About this exercise: Starting with the line that mentions "Tag suit lapel", repeat each line verbatim until the entries end, both ends included.

Data section:
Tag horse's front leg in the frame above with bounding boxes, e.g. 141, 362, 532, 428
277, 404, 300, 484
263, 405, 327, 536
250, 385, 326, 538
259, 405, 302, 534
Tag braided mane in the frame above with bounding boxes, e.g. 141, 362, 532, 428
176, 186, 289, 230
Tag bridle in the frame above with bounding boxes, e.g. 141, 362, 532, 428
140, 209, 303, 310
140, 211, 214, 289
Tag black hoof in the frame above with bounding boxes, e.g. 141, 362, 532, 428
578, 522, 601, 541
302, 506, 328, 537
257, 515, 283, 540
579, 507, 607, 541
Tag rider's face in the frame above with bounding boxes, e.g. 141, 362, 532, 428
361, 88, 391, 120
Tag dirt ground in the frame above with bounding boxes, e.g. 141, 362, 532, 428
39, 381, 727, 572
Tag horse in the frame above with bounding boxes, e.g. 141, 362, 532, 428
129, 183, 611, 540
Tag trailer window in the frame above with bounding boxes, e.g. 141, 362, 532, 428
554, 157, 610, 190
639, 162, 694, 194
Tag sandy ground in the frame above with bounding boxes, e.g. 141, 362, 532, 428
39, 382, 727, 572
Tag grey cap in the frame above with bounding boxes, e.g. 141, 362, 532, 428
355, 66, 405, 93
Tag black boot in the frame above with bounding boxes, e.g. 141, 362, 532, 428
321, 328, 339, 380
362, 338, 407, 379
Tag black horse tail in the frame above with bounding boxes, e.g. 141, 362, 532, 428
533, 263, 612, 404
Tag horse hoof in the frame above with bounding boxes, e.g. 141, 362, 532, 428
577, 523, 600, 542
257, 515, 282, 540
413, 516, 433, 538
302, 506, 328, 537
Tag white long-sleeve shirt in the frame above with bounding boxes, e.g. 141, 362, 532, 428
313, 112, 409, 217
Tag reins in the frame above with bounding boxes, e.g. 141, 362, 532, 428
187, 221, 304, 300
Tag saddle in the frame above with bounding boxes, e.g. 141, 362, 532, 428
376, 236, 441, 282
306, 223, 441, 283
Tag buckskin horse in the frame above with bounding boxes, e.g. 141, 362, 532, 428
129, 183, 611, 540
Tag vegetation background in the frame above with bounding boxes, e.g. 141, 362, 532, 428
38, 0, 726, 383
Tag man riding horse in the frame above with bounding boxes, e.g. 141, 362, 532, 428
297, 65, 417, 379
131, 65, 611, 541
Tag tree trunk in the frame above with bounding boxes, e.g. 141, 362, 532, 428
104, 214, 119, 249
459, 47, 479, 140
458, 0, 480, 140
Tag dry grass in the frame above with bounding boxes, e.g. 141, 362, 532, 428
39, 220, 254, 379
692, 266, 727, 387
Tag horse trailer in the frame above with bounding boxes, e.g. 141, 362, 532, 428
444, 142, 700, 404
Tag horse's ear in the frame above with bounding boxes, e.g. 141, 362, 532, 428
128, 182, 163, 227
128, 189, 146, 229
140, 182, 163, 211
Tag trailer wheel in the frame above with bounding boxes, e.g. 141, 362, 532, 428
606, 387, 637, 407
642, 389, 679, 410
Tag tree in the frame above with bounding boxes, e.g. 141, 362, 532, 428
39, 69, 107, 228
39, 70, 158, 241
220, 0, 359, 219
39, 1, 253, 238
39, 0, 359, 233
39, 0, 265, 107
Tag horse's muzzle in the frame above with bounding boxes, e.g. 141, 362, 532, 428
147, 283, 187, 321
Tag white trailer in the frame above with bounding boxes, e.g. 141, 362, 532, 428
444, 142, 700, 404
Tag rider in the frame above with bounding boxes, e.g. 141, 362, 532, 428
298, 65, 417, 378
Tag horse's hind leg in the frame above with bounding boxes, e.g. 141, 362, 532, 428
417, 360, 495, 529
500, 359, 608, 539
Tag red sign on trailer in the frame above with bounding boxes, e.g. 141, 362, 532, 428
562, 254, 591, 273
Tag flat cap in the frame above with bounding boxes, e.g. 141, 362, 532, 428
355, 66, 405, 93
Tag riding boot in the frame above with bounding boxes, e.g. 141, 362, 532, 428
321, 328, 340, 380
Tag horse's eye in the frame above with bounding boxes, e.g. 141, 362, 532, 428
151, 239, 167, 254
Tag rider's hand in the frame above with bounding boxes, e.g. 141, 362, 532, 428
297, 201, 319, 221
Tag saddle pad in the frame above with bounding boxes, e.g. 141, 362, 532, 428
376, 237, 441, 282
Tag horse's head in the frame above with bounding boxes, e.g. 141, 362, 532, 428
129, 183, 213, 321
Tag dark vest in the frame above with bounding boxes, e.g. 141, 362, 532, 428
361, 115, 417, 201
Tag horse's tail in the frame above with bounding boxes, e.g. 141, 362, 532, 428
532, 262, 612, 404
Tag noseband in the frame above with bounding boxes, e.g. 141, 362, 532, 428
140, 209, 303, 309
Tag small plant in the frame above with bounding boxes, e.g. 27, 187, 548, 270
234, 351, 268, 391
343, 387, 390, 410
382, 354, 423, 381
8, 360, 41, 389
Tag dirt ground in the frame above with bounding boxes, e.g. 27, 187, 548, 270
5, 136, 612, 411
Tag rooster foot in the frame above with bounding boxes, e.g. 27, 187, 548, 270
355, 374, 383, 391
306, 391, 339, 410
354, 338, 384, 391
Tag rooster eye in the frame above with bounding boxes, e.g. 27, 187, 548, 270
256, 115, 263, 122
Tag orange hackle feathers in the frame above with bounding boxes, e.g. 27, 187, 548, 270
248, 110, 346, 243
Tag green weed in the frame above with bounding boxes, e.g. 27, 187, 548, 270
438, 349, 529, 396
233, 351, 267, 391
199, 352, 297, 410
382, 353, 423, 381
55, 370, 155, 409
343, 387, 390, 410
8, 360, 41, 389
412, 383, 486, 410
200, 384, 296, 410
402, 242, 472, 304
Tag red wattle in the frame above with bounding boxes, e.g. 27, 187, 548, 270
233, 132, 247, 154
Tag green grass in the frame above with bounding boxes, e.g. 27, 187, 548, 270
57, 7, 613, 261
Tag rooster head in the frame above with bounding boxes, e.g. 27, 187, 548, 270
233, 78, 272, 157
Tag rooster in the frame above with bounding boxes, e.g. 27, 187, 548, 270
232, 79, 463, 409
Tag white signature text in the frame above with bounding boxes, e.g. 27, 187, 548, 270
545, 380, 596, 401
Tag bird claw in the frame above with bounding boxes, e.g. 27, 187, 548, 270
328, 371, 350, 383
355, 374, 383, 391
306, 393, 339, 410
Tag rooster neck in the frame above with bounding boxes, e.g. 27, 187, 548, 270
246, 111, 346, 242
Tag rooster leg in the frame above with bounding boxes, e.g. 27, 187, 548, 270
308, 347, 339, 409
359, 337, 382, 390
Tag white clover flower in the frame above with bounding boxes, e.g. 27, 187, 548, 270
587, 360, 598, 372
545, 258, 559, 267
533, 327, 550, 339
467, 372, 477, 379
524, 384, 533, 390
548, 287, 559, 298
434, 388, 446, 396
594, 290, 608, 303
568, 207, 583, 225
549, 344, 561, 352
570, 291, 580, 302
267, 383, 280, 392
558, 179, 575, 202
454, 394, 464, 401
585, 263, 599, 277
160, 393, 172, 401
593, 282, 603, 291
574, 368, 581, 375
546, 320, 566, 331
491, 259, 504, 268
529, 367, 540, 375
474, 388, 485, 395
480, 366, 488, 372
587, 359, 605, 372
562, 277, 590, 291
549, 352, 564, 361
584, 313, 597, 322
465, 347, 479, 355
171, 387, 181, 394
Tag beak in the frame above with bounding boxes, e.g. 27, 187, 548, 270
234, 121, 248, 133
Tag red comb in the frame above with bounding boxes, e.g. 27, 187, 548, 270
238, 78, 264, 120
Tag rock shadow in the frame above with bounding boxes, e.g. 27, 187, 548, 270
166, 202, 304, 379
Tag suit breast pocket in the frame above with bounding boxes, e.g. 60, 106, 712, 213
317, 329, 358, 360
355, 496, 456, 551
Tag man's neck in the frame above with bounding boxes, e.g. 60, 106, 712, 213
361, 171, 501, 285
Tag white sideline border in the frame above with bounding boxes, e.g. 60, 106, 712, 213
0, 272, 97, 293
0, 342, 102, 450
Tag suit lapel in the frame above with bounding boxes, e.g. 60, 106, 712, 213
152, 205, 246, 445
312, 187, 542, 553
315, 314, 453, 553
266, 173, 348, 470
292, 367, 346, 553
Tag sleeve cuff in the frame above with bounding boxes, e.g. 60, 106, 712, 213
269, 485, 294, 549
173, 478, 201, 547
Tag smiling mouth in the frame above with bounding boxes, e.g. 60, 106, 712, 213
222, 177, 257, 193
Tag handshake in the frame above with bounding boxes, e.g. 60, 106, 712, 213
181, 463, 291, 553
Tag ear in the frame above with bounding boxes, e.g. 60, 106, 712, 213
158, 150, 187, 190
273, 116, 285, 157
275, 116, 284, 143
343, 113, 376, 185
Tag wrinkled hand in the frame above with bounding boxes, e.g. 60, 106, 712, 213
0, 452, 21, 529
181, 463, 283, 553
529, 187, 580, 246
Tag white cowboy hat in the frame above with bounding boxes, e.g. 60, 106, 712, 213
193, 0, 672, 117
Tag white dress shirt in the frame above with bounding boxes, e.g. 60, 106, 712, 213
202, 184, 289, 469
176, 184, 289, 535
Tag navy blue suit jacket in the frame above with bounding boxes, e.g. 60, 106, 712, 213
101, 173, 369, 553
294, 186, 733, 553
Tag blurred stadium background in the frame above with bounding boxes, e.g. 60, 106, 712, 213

Response box:
Tag suit lapel in the frame above with bounding boxes, e.g. 60, 106, 712, 213
152, 205, 246, 445
312, 187, 542, 553
315, 314, 453, 553
266, 173, 348, 470
292, 367, 346, 553
Tag sleeve cuff in the frame above with bounding boxes, e.g. 60, 106, 712, 213
269, 485, 294, 549
173, 478, 201, 547
Tag smiling mouth in the frame above with bounding boxes, e.g. 60, 106, 712, 213
222, 177, 257, 193
Tag handshake in the frame above with bounding boxes, e.g. 60, 106, 712, 213
181, 463, 291, 553
Tag ear in the frame above with bounding boxes, e.g. 60, 106, 712, 213
158, 150, 187, 190
273, 116, 285, 157
275, 116, 284, 143
343, 113, 376, 185
Tag wrinkled hand in the frame above with bounding boxes, e.g. 60, 106, 712, 213
0, 452, 21, 529
181, 463, 283, 553
529, 187, 580, 246
Tag white cowboy hat in the frame above with bounding boxes, e.g. 60, 106, 712, 213
193, 0, 672, 117
Tag white dress shirt in the frame above with bounding boxes, e.g. 60, 106, 712, 213
202, 184, 289, 469
176, 184, 289, 535
Tag navy blue suit jacket in the frame above with bounding boxes, e.g. 60, 106, 712, 213
101, 173, 369, 553
294, 186, 733, 553
Tag blurred stadium background in the frame above with bounding boxes, e.g. 60, 106, 712, 213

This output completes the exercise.